▸ **TASK INSTRUCTIONS**: Rewrite the records starting at the line that contains "I'd like to know if the wispy" and continuing through the last line of the records, including both ends. Substitute "upper-left" for every "top-left" and leave everything else unchanged.

▸ **EXERCISE INPUT**:
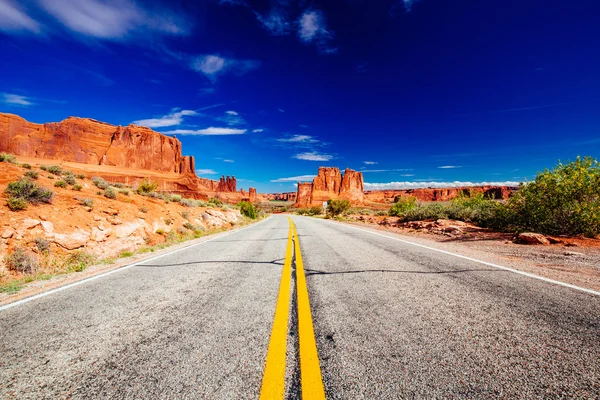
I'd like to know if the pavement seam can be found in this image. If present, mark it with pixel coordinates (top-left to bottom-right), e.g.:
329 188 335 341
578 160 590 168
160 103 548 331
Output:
326 217 600 296
0 217 270 312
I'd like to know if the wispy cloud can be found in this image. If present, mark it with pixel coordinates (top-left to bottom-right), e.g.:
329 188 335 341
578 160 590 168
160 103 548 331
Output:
163 126 247 136
271 175 316 183
196 169 219 175
191 54 261 81
365 181 519 190
293 151 333 161
0 93 34 107
0 0 42 34
133 108 198 128
298 10 337 53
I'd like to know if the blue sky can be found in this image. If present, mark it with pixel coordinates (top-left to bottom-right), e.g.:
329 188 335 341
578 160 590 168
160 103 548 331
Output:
0 0 600 192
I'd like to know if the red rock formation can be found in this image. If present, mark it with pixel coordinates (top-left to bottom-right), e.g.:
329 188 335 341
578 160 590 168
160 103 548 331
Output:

▸ **ANSWER IN FULL**:
I'd like to know if the wispy cloud can be found in this image. If present, mark it with pixel coordinates (upper-left to bottom-right), e.g.:
329 188 335 341
578 160 590 168
160 103 548 331
Output:
163 126 247 136
271 175 316 183
196 169 219 175
191 54 261 81
365 181 519 190
293 151 333 161
0 93 34 107
0 0 42 34
133 108 198 128
298 10 337 53
I'd like to know if the blue sky can be found in this image. If present, mark it with pixel coordinates (upper-left to bottom-right), e.g.:
329 188 335 341
578 160 590 168
160 103 548 331
Output:
0 0 600 192
I'd like to know if the red rock formation can be found in this image. If present, mark it with pixel coordinates (upper-left to bottom-right), e.g.:
329 188 335 341
578 160 590 168
160 103 548 331
Output:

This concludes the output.